O próprio governo nazi incentivou, até Outubro de 1941, a saída dos que considerava estarem fora da «comunidade nacional», obrigando os judeus a um «imposto de fuga» e a deixar os seus bens na Alemanha/ e atribuindo-lhes passaportes «especiais», que faziam deles «emigrantes» aos quais seria doravante impedido o retorno ao país de origem.

Após a conferência de Evian, convocada em Junho de 1938 para gerir a inundação de «emigrantes» na Europa, começaram a ser introduzidas nas legislações de muitos países europeus limitações à entrada de judeus alemães, austríacos, italianos e polacos. Inspirando-se nessa lei, o MNE português emitiu, em 28 de Outubro de 1938, a circular 10 que obrigava a partir de então os «imigrantes judeus» a requerer um visto de «turismo» de trinta dias para entrar em Portugal.

Essa norma abrangia assim pela primeira vez um vasto grupo específico de candidatos à entrada no país que se tornara visível a partir do momento em que a Alemanha passou a carimbar a letra «J» nos passaportes dos judeus, precisamente os «emigrantes» impedidos de voltar ao seu país. Era a palavra «emigrante» e não a palavra «judeu», que provavelmente assustava as autoridades portuguesas, mas, embora se possa dizer que a atitude do governo português não provinha de sentimentos anti-judaicos, o certo é que a política de fronteiras portuguesa foi, nesse período, objectivamente anti-semita.
Em Novembro de 1939, o Ministério emitiu a circular 14, que autorizava só aos diplomatas de carreira a concessão de vistos e que os obrigava a consultar a PVDE e o MNE antes de visarem os passaportes de apátridas e russos, dos judeus expulsos dos seus países e de pessoas sem visto dos países de destino e sem garantia de embarque para sair de Portugal.

· · ·

** INSTRUÇÕES **
#1 Devolva, sem qualquer alteração, o trecho do excerto sobre a política de fronteiras portuguesa que abre com as palavras "Essa norma abrangia" e fecha com "período, objectivamente anti-semita.".
#2 No excerto sobre a política de fronteiras portuguesa, a quem a circular 14 reservava a concessão de vistos?
#3 Escreva a continuação do excerto sobre a política de fronteiras portuguesa, começando depois da última frase apresentada.
A listagem apresentada a seguir é material independente do excerto.

· · ·

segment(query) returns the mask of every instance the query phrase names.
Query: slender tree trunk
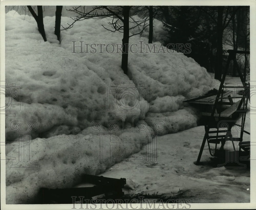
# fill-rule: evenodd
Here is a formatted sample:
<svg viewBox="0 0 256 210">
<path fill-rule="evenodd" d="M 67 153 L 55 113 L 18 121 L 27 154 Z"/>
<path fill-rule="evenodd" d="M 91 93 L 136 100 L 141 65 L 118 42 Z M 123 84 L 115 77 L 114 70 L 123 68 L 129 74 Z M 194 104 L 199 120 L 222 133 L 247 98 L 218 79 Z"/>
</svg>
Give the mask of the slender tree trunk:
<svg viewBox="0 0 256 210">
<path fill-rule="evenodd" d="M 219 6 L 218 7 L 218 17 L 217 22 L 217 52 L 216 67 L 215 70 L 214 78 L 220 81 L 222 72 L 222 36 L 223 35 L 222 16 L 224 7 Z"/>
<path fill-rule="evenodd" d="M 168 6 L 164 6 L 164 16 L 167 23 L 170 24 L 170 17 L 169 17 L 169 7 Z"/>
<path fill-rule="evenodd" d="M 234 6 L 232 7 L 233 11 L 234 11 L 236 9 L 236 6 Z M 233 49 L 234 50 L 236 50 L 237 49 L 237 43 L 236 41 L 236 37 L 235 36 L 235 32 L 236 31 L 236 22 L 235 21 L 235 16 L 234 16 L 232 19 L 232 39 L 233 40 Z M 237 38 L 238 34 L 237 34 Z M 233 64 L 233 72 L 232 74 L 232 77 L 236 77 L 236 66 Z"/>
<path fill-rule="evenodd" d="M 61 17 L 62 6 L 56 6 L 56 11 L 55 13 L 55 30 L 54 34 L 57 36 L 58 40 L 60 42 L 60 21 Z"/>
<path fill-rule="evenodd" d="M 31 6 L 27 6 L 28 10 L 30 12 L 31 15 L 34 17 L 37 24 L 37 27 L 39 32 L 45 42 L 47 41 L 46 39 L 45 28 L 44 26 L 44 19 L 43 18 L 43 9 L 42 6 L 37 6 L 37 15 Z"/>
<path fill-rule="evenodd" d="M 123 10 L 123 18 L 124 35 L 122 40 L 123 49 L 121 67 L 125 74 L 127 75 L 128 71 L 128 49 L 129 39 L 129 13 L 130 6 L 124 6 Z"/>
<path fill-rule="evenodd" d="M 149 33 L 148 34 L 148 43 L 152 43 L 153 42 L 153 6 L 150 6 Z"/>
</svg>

· · ·

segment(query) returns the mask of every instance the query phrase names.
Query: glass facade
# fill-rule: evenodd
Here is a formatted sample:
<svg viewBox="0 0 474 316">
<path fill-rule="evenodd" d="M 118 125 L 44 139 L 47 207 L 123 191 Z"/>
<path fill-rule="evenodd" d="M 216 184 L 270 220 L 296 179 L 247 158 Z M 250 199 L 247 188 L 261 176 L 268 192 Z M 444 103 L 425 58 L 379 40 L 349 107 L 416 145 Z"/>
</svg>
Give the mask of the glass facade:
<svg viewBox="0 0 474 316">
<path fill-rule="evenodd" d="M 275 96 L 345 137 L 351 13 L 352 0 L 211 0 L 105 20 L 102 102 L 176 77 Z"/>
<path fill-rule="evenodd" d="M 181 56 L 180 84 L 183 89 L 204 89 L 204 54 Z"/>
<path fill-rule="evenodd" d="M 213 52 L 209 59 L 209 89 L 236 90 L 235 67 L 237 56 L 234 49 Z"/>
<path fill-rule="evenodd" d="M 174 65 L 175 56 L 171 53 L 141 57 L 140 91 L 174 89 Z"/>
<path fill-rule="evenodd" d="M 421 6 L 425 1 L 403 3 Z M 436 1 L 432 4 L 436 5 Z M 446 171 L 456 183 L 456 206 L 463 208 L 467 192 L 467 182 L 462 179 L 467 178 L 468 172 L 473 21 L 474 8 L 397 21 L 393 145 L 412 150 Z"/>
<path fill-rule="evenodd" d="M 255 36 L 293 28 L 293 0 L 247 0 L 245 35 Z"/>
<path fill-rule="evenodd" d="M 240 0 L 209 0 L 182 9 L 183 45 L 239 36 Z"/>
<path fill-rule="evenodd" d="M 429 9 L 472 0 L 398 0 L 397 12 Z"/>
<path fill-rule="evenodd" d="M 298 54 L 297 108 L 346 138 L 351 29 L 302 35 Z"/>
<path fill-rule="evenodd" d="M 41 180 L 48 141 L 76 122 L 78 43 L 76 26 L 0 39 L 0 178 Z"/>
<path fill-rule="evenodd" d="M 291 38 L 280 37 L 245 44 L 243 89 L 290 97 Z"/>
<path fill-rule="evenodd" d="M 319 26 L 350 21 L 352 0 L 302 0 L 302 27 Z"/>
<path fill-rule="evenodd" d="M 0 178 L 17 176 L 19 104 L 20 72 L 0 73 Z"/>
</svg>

· · ·

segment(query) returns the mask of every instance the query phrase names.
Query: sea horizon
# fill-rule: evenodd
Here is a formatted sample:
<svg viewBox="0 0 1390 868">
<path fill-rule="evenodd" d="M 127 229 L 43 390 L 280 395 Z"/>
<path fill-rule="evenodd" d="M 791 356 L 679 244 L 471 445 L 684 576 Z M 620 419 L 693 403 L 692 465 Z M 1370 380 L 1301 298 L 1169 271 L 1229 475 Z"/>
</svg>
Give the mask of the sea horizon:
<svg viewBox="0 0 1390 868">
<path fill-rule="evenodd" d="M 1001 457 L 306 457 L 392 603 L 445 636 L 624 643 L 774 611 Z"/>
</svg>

· · ·

** RESPOSTAS **
#1
Essa norma abrangia assim pela primeira vez um vasto grupo específico de candidatos à entrada no país que se tornara visível a partir do momento em que a Alemanha passou a carimbar a letra «J» nos passaportes dos judeus, precisamente os «emigrantes» impedidos de voltar ao seu país. Era a palavra «emigrante» e não a palavra «judeu», que provavelmente assustava as autoridades portuguesas, mas, embora se possa dizer que a atitude do governo português não provinha de sentimentos anti-judaicos, o certo é que a política de fronteiras portuguesa foi, nesse período, objectivamente anti-semita.

#2 Apenas aos diplomatas de carreira.

#3
Os protestos contra os poderes crescentes da PVDE e os atropelamentos por parte desta das funções consulares não deixaram de se fazer ouvir, embora o MNE, à frente do qual estava o próprio Salazar, tenha seguido cada vez mais a atitude de endurecimento da polícia, virando-se frequentemente contra os diplomatas. Alguns dos representantes de Portugal nos países ocupados e do Eixo, em contacto com as misérias das vítimas do nazismo, intercederam em seu favor, desobedecendo, por vezes, às ordens do MNE e da PVDE.

Alguns exemplos.
Embora alertasse o Ministério dos Negócios Estrangeiros para o perigo de uma emigração maciça para Portugal de judeus alemães e fosse adepto da política da vistos, o ministro de Portugal em Berlim, Veiga Simões, criticou a postura da PVDE que pretendia impedir a entrada a todos os refugiados, por infringir os cit «deveres de solidariedade e de humanidade» cit. Sugeriu, assim, que, pelo menos, fossem concedidos vistos a todos os que possuíssem meios de subsistência e revelassem «idoneidade moral» assim como «alta categoria científica e técnica».

Em 9 de Janeiro de 1940, o impedimento de desembarque em Portugal de judeus alemães residentes na Holanda motivou um protesto do cônsul-geral de Rotterdam, José Lima Santos, que lamentou a diferença de critérios entre a polícia e os consulados. Em Abril de 1940, o MNE avisou a Legação em Roma que não reconhecia os vistos concedidos pelo cônsul honorário em Milão, Agenor Magno, depois de a PVDE os ter recusado. Diga-se que este cônsul seria depois exonerado das suas funções.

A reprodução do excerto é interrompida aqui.